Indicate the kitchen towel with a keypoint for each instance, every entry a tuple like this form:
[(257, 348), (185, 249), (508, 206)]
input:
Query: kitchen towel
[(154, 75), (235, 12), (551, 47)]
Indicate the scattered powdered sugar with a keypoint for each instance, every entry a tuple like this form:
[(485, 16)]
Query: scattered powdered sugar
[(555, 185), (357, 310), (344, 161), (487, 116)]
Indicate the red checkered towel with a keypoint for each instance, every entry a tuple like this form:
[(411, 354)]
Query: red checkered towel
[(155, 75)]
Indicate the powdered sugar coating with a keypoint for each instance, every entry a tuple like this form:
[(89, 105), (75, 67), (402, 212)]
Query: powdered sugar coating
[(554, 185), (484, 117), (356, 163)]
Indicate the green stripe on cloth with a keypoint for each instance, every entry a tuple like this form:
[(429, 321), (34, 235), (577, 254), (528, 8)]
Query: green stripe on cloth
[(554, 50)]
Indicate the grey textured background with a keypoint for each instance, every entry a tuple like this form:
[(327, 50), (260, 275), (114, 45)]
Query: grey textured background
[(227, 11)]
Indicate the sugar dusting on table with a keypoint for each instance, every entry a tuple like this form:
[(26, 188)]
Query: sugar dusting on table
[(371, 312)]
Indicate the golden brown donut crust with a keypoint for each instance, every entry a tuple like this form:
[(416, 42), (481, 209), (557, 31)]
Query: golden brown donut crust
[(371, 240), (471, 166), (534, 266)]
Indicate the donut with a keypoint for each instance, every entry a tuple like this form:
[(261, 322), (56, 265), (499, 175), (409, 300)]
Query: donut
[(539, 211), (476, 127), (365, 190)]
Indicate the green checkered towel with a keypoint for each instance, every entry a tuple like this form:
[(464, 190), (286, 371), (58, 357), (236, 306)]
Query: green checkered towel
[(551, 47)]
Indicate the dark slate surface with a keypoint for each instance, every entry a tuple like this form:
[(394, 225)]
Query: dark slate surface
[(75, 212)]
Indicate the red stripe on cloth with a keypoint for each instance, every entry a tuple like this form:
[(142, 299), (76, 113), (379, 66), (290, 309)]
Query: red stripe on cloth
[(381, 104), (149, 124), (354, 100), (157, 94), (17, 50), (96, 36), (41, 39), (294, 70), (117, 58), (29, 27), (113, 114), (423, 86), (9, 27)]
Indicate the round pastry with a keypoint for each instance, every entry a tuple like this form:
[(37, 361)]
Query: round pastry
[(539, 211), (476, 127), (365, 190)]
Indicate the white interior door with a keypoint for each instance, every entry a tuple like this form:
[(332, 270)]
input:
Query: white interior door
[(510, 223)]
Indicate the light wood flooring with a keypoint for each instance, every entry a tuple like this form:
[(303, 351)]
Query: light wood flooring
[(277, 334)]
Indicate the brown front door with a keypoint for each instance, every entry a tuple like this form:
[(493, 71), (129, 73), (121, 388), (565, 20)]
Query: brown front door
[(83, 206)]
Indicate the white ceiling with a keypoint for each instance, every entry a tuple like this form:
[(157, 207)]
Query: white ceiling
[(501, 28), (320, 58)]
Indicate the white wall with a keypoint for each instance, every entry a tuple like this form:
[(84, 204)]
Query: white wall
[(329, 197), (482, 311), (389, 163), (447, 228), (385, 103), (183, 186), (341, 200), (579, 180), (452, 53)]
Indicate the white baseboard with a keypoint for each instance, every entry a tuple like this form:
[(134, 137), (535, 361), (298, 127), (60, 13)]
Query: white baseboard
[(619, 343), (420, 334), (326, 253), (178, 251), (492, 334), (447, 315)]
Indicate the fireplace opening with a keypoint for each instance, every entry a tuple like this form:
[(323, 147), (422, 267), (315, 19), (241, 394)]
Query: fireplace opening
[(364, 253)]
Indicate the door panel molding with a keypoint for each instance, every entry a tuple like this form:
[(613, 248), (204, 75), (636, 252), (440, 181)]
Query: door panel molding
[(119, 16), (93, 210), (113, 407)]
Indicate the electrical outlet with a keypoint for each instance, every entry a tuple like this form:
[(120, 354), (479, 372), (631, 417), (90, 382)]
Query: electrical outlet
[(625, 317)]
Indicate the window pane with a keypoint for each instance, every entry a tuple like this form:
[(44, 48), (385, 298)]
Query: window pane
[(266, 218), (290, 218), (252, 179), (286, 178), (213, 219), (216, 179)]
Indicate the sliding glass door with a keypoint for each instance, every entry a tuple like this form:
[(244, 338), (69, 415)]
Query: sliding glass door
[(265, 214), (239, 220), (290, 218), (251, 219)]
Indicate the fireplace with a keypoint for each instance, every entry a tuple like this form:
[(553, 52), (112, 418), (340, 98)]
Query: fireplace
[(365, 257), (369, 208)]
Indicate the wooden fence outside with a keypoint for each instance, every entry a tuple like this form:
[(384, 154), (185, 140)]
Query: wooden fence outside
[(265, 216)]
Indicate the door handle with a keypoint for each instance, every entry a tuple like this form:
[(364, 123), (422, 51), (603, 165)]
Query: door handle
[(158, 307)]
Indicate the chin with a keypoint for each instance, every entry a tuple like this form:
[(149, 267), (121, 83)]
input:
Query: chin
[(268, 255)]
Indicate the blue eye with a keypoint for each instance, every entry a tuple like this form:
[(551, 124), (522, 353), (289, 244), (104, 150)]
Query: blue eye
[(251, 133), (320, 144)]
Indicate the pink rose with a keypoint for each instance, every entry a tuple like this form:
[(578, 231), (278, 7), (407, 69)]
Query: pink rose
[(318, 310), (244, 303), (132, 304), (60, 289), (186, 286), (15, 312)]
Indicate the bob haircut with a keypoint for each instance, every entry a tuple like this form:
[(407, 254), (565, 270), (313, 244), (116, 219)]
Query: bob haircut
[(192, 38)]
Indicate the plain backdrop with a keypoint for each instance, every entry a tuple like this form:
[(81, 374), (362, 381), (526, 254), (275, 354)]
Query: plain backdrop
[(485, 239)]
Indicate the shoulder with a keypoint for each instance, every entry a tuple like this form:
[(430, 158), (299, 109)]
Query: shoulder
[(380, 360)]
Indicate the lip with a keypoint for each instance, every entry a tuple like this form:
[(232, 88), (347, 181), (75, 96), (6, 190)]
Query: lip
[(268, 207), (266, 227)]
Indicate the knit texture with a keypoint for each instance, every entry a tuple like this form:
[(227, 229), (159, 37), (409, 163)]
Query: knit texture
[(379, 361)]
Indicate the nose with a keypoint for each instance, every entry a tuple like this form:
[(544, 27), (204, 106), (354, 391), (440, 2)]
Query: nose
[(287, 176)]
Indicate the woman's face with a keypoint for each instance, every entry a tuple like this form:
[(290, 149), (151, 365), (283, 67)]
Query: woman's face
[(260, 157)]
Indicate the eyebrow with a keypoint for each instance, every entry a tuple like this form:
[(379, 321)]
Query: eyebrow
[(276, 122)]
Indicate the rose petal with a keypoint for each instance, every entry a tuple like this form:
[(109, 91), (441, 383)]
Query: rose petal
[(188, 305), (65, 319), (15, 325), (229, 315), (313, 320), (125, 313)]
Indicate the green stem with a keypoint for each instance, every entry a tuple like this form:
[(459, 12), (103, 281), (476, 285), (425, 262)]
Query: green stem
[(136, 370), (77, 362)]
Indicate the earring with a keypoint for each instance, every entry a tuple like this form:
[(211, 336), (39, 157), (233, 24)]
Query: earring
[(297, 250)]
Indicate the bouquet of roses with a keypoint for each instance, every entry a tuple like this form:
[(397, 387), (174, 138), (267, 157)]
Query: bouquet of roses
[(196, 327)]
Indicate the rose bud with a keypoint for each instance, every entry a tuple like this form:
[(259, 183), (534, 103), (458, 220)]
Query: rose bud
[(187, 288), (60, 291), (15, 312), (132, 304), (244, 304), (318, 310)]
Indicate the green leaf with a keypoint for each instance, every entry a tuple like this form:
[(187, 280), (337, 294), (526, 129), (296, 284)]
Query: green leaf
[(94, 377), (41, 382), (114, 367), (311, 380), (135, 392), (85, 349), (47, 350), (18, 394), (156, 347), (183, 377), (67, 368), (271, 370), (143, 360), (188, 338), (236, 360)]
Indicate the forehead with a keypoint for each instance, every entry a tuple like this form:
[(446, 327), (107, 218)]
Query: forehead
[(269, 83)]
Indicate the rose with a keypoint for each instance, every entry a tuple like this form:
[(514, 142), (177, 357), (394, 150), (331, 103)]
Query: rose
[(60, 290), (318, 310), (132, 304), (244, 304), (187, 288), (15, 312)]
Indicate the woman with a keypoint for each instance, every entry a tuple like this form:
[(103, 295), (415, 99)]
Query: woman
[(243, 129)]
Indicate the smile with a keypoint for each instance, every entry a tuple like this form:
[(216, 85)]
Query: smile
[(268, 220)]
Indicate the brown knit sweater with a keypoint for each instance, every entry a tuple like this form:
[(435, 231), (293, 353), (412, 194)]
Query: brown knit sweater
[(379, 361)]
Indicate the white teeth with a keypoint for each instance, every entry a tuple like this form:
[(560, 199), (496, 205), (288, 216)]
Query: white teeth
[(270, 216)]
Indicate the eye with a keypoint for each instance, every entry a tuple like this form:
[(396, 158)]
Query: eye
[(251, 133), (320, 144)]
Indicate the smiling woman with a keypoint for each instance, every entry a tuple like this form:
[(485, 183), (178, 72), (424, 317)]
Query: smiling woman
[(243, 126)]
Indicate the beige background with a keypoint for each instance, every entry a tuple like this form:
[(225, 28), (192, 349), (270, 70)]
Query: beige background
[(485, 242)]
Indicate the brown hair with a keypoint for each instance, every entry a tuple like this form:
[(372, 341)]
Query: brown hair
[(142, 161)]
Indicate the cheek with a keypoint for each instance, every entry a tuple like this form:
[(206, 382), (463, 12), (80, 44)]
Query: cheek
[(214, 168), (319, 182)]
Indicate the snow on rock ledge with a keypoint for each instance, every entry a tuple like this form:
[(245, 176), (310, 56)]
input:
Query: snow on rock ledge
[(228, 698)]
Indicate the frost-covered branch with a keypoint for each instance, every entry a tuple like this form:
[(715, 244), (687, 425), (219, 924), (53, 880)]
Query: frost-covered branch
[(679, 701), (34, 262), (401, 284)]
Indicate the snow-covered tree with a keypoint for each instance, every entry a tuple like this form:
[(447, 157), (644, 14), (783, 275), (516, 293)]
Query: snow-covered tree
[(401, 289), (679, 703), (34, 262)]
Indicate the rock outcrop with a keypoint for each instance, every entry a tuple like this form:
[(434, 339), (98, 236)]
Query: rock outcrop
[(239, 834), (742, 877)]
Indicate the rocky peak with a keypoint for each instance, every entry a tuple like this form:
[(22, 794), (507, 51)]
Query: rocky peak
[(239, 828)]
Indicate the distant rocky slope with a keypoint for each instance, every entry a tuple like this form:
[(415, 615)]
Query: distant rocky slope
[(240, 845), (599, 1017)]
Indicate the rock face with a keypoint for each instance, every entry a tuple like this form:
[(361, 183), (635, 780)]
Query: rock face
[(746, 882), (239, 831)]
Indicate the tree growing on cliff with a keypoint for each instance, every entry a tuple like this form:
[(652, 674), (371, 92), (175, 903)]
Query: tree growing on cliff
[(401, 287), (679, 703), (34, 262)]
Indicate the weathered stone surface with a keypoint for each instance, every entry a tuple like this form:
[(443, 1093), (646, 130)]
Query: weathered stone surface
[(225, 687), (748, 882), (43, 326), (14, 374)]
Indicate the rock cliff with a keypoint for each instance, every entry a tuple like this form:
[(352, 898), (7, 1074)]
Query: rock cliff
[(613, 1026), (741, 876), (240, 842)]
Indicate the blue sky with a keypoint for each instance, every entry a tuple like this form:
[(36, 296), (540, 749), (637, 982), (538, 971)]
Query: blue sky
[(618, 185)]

> EXERCISE REQUIREMENTS: Transcribe each line of the data above, unaltered, from the one where "Query: window pane" appears to the one where "Indicate the blue eye" appears, inclusive of both.

> EXPECTED ANSWER:
Query: window pane
[(266, 218), (290, 218), (252, 179), (286, 178), (213, 219), (216, 179)]
Indicate the sliding glass door with a keypoint for each instance, every entry a tuple like this form:
[(244, 338), (69, 415)]
Query: sliding glass door
[(265, 214), (239, 220), (290, 218), (251, 219)]
Indicate the fireplace with a keypoint for each instance, every entry a tuple like this form:
[(553, 52), (112, 418), (340, 98)]
Query: fireplace
[(365, 257), (369, 208)]
Indicate the wooden fence outside with a keypoint for each instance, every entry a tuple like this form:
[(384, 154), (185, 140)]
Query: wooden fence outside
[(265, 216)]
Indicate the door handle with a keypoint for each instance, every entry a tuple like this form:
[(364, 123), (422, 51), (603, 165)]
Query: door handle
[(158, 307)]
Indicate the chin with a keypoint for each instance, every entry a tuple like this form:
[(149, 267), (121, 83)]
input:
Query: chin
[(268, 255)]
Indicate the blue eye with a keypoint for each instance, every entry a tuple like this form:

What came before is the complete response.